## [Your task]
Collect every line below that contains the word "kitten" and copy each one in full.

## [Extracted material]
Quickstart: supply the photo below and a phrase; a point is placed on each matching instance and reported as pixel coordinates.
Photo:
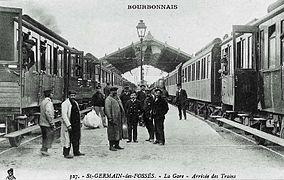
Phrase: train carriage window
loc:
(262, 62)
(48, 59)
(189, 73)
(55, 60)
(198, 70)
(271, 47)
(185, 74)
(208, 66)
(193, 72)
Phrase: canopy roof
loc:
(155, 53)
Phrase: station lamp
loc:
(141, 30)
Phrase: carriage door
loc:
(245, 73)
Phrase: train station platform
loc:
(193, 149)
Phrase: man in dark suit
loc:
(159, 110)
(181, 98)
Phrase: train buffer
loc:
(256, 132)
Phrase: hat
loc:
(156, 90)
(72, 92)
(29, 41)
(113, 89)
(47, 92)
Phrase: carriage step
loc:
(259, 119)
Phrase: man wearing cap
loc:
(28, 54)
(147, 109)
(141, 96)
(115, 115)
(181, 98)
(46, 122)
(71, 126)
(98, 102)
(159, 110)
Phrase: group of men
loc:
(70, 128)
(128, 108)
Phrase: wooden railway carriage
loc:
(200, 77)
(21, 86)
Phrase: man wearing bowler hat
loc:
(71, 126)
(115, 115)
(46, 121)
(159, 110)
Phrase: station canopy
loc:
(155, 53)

==

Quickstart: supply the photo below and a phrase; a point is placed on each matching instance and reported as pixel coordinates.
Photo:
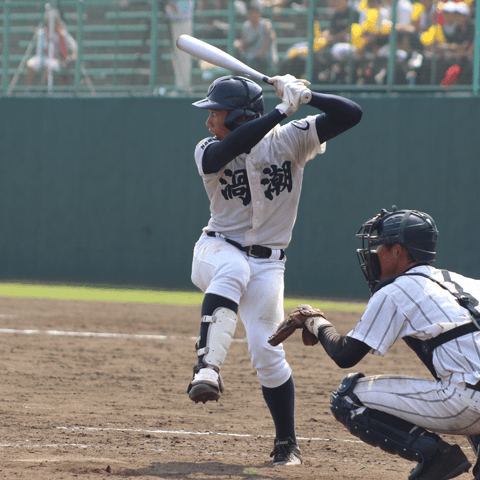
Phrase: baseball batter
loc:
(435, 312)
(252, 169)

---

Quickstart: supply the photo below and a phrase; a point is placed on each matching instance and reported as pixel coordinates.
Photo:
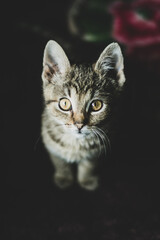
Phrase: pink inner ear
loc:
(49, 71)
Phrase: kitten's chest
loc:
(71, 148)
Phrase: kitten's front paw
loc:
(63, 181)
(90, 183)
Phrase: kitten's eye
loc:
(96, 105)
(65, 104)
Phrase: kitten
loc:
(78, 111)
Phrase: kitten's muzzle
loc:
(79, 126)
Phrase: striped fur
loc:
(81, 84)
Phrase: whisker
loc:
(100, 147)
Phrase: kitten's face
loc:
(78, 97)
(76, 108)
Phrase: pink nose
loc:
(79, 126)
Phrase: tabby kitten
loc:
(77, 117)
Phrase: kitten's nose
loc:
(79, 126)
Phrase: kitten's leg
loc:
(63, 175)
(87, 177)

## [Exercise solution]
Phrase: kitten's chest
Phrase: kitten's front paw
Phrase: kitten's eye
Phrase: kitten
Phrase: kitten's muzzle
Phrase: kitten's face
Phrase: tabby kitten
Phrase: kitten's nose
Phrase: kitten's leg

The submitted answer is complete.